[Collection entries]
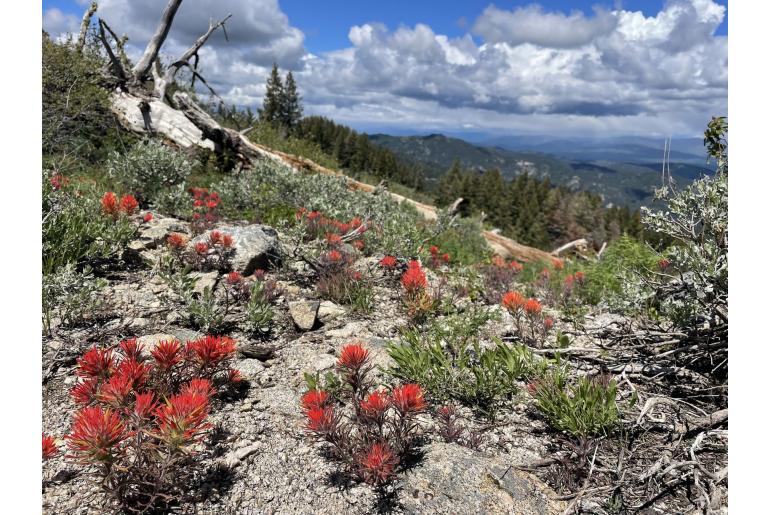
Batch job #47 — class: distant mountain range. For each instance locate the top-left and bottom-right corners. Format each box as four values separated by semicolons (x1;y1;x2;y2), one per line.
369;134;713;209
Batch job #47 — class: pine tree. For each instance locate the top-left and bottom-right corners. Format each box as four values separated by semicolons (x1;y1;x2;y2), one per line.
259;63;284;125
281;72;302;132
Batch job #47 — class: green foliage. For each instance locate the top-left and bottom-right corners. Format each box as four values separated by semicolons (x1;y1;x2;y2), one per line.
107;140;192;201
532;367;618;437
42;32;125;162
388;308;538;415
43;263;107;331
578;236;658;313
43;174;136;275
246;281;273;333
643;118;728;327
186;286;226;333
430;218;491;265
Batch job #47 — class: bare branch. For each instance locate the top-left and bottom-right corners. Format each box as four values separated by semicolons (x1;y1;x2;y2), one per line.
132;0;182;82
99;18;126;82
75;2;99;53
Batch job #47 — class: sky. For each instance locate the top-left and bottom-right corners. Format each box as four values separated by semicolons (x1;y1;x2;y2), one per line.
43;0;727;137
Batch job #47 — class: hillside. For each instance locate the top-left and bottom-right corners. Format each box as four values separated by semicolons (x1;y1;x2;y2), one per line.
369;134;712;209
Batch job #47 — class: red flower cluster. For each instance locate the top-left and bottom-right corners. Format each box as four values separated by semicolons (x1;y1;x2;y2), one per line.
337;343;369;370
102;191;139;217
166;232;187;251
380;256;398;268
65;406;129;463
524;299;543;316
501;291;525;314
190;188;220;234
391;384;427;414
48;173;70;190
401;259;428;295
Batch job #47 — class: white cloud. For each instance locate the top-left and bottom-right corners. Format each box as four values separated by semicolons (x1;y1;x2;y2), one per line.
46;0;727;135
473;5;617;48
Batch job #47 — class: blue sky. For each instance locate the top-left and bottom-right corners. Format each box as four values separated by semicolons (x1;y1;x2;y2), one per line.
42;0;727;136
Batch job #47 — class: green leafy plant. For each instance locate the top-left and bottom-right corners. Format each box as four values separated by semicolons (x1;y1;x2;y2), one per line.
43;263;107;331
387;308;538;415
107;140;192;206
42;174;137;275
527;367;618;437
246;281;273;333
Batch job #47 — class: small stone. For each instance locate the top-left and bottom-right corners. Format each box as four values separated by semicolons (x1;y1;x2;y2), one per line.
289;300;320;331
318;300;345;324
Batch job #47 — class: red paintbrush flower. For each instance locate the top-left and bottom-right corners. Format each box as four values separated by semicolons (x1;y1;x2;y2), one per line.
155;392;210;449
187;336;235;368
524;299;543;316
501;291;525;313
75;346;115;379
227;368;243;383
102;191;119;216
64;406;129;463
96;374;134;409
300;390;329;411
390;383;427;415
120;195;139;215
134;392;157;419
43;433;59;460
358;442;398;485
225;272;243;285
360;391;390;420
120;338;144;361
401;260;428;294
380;256;397;268
337;343;369;370
150;340;182;371
70;377;99;406
166;232;187;250
306;406;337;434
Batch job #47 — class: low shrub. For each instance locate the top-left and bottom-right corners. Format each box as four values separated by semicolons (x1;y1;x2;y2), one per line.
59;336;241;512
527;367;618;437
301;344;427;492
107;139;192;206
42;174;138;275
387;308;538;415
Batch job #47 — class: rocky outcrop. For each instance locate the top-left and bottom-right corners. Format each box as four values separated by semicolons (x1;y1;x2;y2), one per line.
400;443;566;515
193;224;281;276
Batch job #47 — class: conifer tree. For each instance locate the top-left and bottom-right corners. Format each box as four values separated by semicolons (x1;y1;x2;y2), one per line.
281;72;302;132
259;63;284;125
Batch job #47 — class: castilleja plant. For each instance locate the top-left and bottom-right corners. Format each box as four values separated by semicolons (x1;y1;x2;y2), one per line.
63;336;242;512
300;343;427;493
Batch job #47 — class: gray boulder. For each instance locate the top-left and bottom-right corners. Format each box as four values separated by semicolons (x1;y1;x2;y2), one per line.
399;443;567;515
193;224;280;276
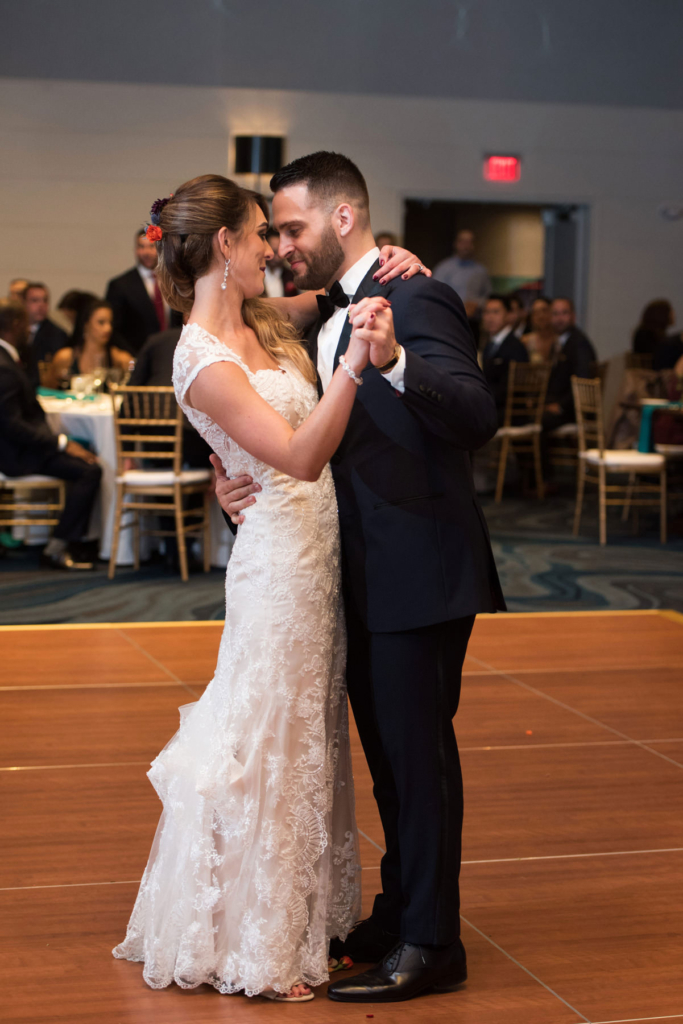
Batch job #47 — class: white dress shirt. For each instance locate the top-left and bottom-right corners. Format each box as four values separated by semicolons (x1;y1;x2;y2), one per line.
317;247;405;394
490;327;510;351
137;263;171;331
0;338;22;362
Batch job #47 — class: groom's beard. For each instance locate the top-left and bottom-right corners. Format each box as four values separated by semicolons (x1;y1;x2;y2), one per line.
287;224;344;291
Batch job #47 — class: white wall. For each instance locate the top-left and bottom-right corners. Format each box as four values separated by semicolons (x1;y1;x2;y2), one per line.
0;79;683;356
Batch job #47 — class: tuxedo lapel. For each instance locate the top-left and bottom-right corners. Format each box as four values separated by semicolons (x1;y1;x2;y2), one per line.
331;260;382;372
304;318;323;398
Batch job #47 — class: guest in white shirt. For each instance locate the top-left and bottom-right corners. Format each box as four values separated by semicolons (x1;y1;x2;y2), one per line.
106;229;180;355
434;229;490;319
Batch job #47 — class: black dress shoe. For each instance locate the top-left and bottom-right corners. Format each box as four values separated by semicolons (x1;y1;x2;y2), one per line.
330;918;399;964
328;939;467;1002
40;551;94;572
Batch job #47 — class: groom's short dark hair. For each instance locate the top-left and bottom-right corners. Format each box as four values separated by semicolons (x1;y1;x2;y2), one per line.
270;150;370;221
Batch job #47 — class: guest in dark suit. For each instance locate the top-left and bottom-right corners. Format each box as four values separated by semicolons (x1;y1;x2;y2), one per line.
106;229;180;355
128;327;211;469
217;153;504;1001
543;298;597;431
631;299;676;355
0;299;101;570
481;295;528;424
24;281;69;388
263;227;297;299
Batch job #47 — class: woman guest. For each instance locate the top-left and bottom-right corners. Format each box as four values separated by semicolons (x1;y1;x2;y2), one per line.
522;295;555;362
45;299;132;388
631;299;676;355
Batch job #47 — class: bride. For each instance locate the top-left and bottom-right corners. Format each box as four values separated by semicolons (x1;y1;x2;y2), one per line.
114;175;414;1001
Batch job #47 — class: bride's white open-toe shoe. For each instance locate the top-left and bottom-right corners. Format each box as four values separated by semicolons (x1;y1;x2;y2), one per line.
261;981;315;1002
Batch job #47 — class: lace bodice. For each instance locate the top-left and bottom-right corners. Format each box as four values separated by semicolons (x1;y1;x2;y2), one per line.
173;324;317;492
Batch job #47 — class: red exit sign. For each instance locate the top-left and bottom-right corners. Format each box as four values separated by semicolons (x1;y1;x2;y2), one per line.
483;157;522;181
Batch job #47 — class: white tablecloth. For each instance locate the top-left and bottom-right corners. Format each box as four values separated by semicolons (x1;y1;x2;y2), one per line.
39;395;232;566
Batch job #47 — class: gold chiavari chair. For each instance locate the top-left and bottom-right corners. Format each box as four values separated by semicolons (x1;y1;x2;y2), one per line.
571;377;667;545
625;352;652;370
548;362;609;469
109;386;212;583
0;473;65;529
496;362;551;503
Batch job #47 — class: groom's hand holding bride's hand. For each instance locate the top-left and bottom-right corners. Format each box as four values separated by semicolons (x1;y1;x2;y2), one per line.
210;455;261;526
348;295;397;367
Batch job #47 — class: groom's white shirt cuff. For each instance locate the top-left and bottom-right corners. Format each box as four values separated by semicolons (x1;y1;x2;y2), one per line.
382;345;405;394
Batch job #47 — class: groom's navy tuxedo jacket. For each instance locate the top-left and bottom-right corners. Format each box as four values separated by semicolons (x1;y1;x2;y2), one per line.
307;263;505;633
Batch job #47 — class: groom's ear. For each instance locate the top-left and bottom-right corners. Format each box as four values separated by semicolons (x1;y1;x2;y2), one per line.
334;203;355;238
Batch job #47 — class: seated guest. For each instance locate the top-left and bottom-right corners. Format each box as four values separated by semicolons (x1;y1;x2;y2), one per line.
7;278;29;302
652;352;683;446
262;227;298;299
45;299;132;388
128;327;211;469
57;289;97;334
543;298;596;431
631;299;676;355
0;299;101;570
508;292;526;338
106;229;180;355
652;323;683;370
522;295;556;362
23;281;69;388
481;295;528;423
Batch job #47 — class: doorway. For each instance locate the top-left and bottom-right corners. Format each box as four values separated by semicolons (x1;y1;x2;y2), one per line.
403;199;588;323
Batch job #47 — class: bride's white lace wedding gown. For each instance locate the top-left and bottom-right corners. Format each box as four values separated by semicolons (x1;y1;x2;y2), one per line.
114;324;360;995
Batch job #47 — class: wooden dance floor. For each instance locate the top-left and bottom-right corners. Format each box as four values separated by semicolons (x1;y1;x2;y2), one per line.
0;611;683;1024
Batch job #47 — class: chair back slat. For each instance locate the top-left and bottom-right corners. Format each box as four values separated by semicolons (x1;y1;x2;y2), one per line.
504;361;551;427
114;385;183;475
571;377;605;457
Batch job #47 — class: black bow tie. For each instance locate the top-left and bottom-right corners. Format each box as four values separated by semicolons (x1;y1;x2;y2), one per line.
315;281;348;324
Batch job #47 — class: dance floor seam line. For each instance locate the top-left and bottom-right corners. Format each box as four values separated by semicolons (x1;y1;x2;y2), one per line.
358;828;386;854
0;761;152;771
460;913;591;1024
468;654;683;768
458;736;683;754
113;630;200;698
593;1014;683;1024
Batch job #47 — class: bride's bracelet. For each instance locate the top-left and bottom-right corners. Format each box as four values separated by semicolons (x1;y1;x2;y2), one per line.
339;355;362;387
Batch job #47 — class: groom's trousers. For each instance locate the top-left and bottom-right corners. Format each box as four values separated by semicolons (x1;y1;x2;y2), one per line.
346;600;475;945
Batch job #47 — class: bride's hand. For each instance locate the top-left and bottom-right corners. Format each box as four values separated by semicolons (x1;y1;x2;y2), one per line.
349;295;396;367
345;295;391;377
373;246;432;285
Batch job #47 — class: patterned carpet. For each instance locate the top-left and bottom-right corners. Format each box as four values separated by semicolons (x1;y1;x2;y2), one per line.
0;497;683;625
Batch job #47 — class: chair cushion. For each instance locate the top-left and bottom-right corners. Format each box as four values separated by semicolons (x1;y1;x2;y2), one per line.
579;449;665;473
548;423;579;437
116;469;211;487
0;473;60;487
496;423;541;437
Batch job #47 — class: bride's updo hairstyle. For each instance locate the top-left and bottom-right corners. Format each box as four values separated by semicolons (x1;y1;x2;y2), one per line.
157;174;315;383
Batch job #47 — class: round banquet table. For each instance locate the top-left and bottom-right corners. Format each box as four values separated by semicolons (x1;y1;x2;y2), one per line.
38;394;232;566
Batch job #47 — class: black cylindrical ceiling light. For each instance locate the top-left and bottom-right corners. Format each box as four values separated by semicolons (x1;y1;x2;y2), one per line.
234;135;285;174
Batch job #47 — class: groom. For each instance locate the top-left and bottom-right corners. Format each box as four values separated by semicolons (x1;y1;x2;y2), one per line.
217;153;505;1002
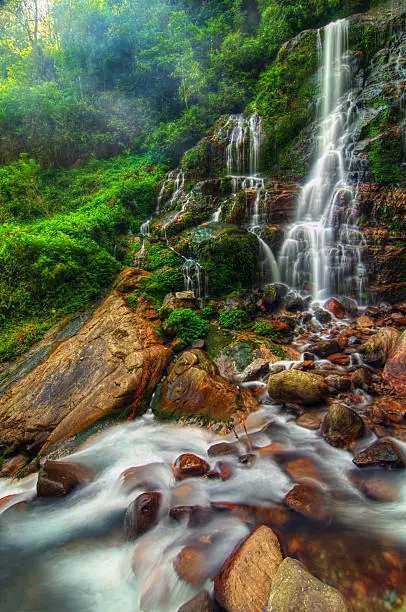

▶ **GIVEN INSTRUCTION**
Reproduce verbatim the stretch of items above from the line that contains "Batch job #47 — class: black dress" through the line that contains "40;551;94;572", both included.

▶ **SOLUTION TO THE EXERCISE**
Batch job #47 — class: black dress shoe. For each instance locate the top-left and bottom-right corners. Format each box as four values separated by semicolons (x1;y1;x2;y2), one per line.
330;918;399;964
328;939;467;1002
40;551;94;572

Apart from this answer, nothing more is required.